── Data

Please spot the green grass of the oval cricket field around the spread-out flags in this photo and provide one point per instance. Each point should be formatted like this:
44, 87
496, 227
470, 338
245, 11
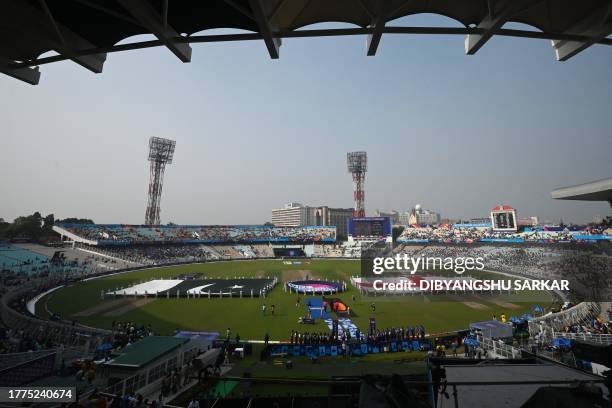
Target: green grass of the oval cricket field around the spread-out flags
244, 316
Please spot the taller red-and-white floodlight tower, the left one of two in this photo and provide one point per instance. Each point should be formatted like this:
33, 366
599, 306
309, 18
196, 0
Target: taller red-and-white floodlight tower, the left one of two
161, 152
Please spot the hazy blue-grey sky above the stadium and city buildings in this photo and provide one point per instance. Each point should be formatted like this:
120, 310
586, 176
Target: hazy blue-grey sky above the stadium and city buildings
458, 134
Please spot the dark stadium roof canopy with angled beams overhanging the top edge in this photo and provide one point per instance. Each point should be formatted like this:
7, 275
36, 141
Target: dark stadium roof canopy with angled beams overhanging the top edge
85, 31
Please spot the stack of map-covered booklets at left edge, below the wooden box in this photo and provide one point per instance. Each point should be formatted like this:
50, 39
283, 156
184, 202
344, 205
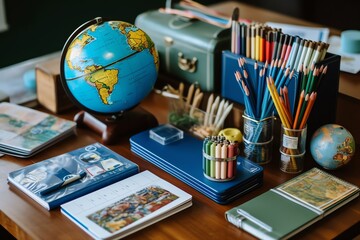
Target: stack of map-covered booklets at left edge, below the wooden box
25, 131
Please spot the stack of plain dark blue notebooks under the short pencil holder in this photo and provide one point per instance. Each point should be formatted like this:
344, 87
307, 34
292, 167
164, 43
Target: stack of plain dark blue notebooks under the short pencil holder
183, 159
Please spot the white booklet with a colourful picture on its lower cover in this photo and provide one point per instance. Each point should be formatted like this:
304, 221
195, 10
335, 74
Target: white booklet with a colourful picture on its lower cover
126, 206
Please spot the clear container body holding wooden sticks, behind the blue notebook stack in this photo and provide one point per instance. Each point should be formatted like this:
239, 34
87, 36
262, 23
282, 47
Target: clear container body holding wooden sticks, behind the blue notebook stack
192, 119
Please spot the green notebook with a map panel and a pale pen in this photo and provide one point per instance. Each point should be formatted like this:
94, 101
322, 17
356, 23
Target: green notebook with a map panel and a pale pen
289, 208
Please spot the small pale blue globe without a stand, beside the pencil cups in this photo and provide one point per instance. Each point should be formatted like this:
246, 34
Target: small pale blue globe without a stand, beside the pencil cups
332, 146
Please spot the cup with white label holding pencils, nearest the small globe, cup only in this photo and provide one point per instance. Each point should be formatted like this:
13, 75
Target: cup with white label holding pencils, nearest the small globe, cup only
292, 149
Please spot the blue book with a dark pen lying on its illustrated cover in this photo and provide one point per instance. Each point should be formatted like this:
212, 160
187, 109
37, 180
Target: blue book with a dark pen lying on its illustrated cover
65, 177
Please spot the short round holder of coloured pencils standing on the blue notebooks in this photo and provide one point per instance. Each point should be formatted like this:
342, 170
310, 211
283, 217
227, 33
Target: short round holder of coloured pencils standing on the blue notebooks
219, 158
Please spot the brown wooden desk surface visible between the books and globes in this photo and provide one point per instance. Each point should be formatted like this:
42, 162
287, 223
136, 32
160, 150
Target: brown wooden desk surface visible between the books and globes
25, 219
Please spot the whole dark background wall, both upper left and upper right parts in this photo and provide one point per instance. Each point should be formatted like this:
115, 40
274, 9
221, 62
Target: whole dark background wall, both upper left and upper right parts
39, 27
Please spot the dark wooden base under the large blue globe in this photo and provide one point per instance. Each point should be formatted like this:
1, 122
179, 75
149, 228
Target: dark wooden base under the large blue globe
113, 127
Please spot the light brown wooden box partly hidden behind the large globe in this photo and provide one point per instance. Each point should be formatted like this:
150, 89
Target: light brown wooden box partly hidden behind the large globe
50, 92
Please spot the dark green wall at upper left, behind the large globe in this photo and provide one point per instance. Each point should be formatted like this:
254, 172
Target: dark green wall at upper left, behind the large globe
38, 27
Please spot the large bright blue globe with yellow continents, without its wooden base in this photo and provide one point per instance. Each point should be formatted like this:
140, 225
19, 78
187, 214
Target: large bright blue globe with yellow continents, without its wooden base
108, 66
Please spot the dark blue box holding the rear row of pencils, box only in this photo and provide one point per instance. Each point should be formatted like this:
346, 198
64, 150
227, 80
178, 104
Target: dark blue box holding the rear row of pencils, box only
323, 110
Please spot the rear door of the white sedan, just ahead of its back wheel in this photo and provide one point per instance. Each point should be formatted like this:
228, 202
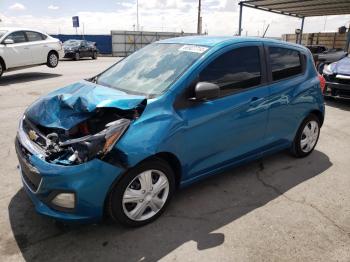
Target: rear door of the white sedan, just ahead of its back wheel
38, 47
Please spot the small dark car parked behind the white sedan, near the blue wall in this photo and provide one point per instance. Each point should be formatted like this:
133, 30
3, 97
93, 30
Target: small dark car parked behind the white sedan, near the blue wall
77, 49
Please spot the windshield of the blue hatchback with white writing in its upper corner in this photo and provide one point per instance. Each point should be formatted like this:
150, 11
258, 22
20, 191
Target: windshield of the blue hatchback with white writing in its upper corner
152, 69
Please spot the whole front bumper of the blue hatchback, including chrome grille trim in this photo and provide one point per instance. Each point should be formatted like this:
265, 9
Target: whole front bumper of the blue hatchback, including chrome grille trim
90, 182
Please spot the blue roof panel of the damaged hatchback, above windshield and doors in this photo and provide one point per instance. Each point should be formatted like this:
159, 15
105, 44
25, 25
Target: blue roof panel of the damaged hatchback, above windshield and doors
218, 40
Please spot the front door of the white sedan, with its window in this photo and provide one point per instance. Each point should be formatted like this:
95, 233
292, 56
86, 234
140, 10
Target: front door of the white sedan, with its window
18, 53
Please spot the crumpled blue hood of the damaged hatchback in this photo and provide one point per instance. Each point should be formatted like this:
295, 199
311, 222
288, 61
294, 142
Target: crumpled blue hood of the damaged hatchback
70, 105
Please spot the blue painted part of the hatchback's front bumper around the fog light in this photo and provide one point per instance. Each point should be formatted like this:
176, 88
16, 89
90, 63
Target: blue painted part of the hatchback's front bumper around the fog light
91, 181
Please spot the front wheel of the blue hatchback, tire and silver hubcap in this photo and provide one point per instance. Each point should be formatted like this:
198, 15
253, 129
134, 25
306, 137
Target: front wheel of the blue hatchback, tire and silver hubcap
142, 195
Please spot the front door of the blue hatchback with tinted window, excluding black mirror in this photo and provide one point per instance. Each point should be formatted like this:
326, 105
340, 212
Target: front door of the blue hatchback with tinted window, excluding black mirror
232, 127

────

Problem requirements: Go through the entries and retype them exactly, except for the images.

Solution below:
Please spot the green grass of the oval cricket field around the spread-out flags in this photo and provide one point per instance. Each point should be formatted like this:
44, 87
496, 227
470, 338
245, 11
Target: green grass of the oval cricket field around the spread-out flags
244, 316
Please spot the taller red-and-white floodlight tower, the left one of two in this photo and provide one point per instance. Each point should be formatted like this:
33, 366
599, 306
309, 18
196, 0
Target: taller red-and-white floodlight tower, the left one of two
161, 152
Please spot the hazy blue-grey sky above the stadium and city buildings in this photo and provide one point per instance. Each point should be formatted like this:
120, 310
586, 176
Target: hazy blue-grey sky above the stadium and city buildings
458, 134
Please spot the dark stadium roof canopy with angled beams overhanging the top edge in this photo and provide one point per instance. Each point should be formatted like this:
7, 275
36, 141
Target: dark stadium roof canopy with angled beams overhanging the top edge
85, 31
Please spot the stack of map-covered booklets at left edge, below the wooden box in this photo and provide one point per instance. Each point should be formatted like this:
50, 39
283, 156
184, 202
344, 205
Target: stack of map-covered booklets at left edge, below the wooden box
25, 131
Please spot the stack of plain dark blue notebooks under the short pencil holder in this photo and provide one point per instance. Each point should be formatted like this:
344, 87
307, 34
292, 167
164, 43
Target: stack of plain dark blue notebooks under the short pencil holder
183, 159
Please spot the white booklet with a colourful picture on its lower cover in this photo and provide one point per instance. Each point should be formatted like this:
304, 221
195, 10
335, 74
Target: white booklet with a colourful picture on its lower cover
126, 206
Please spot the clear container body holding wooden sticks, behind the blue notebook stack in this photo and provide one point per instance. Each point should be formatted like this:
239, 34
87, 36
262, 23
282, 47
Target: clear container body holding wooden sticks, behind the blue notebook stack
192, 119
Please spot the green notebook with a map panel and a pale pen in this photo and provide one point per instance. Each point should be formatted like this:
94, 101
322, 17
356, 23
Target: green notebook with a map panel and a pale pen
289, 208
Please spot the small pale blue globe without a stand, beside the pencil cups in this photo and provide one point per instance. Each point should be formatted like this:
246, 34
Target: small pale blue globe without a stand, beside the pencil cups
332, 146
Please spot the cup with white label holding pencils, nearest the small globe, cup only in this photo and provide one point per instance. Each point should be formatted like this:
13, 75
Target: cup with white label holding pencils, nearest the small globe, cup only
292, 149
Please spot the blue book with a dark pen lying on its illustrated cover in this photo and provide one point per instance. Each point should be formatted like this:
212, 160
187, 109
37, 180
Target: blue book with a dark pen lying on its illustrated cover
65, 177
Please spot the short round holder of coloured pencils standing on the blue notebooks in this photo and provide one point per instance. Each point should be formatted like this:
342, 170
310, 211
283, 217
227, 33
Target: short round holder of coloured pencils standing on the blue notebooks
219, 158
Please spot the brown wooden desk surface visible between the books and globes in this photo and provide one point per instance. Each point should be formatted like this:
42, 162
287, 223
136, 32
160, 150
Target: brown wooden desk surface visible between the books and globes
25, 219
Please spot the whole dark background wall, both upper left and upper right parts in this photo and provide one point per instance. Each point should be formatted like this:
115, 40
274, 9
221, 62
Target: whole dark background wall, both upper left and upper right parts
39, 27
Please spot the dark wooden base under the large blue globe in this photo and provide one point per instance. Each point should be formatted like this:
1, 122
179, 75
149, 228
Target: dark wooden base under the large blue globe
113, 127
Please spot the light brown wooden box partly hidden behind the large globe in this photo and provide one point per instance. Each point should be formatted like this:
150, 89
Target: light brown wooden box partly hidden behind the large globe
50, 92
Please spot the dark green wall at upper left, behind the large globe in this photo and provide one point per instance. Each point should be formatted like this:
254, 172
Target: dark green wall at upper left, behind the large globe
38, 27
Please spot the large bright blue globe with yellow continents, without its wooden base in this photo and provide one point per instance. Each point should be formatted like this:
140, 225
19, 78
187, 214
Target: large bright blue globe with yellow continents, without its wooden base
108, 66
Please spot the dark blue box holding the rear row of pencils, box only in this photo and provide one point per instance. Each point should be formatted like this:
346, 198
64, 150
227, 80
178, 104
Target: dark blue box holding the rear row of pencils, box only
323, 110
Please spot the rear door of the white sedan, just ahead of its back wheel in this photo and provide one point per instance. Each point should be formatted like this:
228, 202
Target: rear door of the white sedan, just ahead of its back wheel
38, 47
Please spot the small dark car parked behind the white sedan, near the blue wall in this photo and provide one point per instance. Each point should be formatted like this:
133, 30
3, 97
93, 30
Target: small dark car parked behind the white sedan, near the blue wall
77, 49
Please spot the windshield of the blue hatchback with white writing in its upper corner in this photo and provide one point per instance. Each point should be formatted like this:
150, 11
258, 22
20, 191
Target: windshield of the blue hatchback with white writing in its upper corner
152, 69
Please spot the whole front bumper of the blue hatchback, including chrome grille trim in this photo and provide one point per instance. Each point should be formatted like this:
265, 9
Target: whole front bumper of the blue hatchback, including chrome grille trim
90, 182
Please spot the blue roof panel of the damaged hatchback, above windshield and doors in this photo and provide one point per instance. Each point should be formatted like this:
159, 15
105, 44
25, 25
Target: blue roof panel of the damaged hatchback, above windshield and doors
218, 40
Please spot the front door of the white sedan, with its window in this photo and provide one point per instance. Each point should be formatted like this:
95, 233
292, 56
86, 234
140, 10
Target: front door of the white sedan, with its window
18, 53
Please spot the crumpled blue hood of the damaged hatchback in this photo and provide one point per instance. Each point should be formatted like this:
295, 199
311, 222
288, 61
294, 142
Target: crumpled blue hood of the damaged hatchback
70, 105
Please spot the blue painted part of the hatchback's front bumper around the fog light in this photo and provide one point per instance. Each point should be formatted like this:
176, 88
16, 89
90, 63
Target: blue painted part of the hatchback's front bumper around the fog light
91, 181
Please spot the front wheel of the blue hatchback, tire and silver hubcap in this photo and provide one point per instance. Each point should be formatted like this:
198, 15
253, 129
134, 25
306, 137
Target: front wheel of the blue hatchback, tire and silver hubcap
142, 195
Please spot the front door of the blue hatchback with tinted window, excluding black mirror in this photo and provide one point per instance. Each point should be formatted like this:
326, 105
340, 212
Target: front door of the blue hatchback with tinted window, excluding black mirror
232, 127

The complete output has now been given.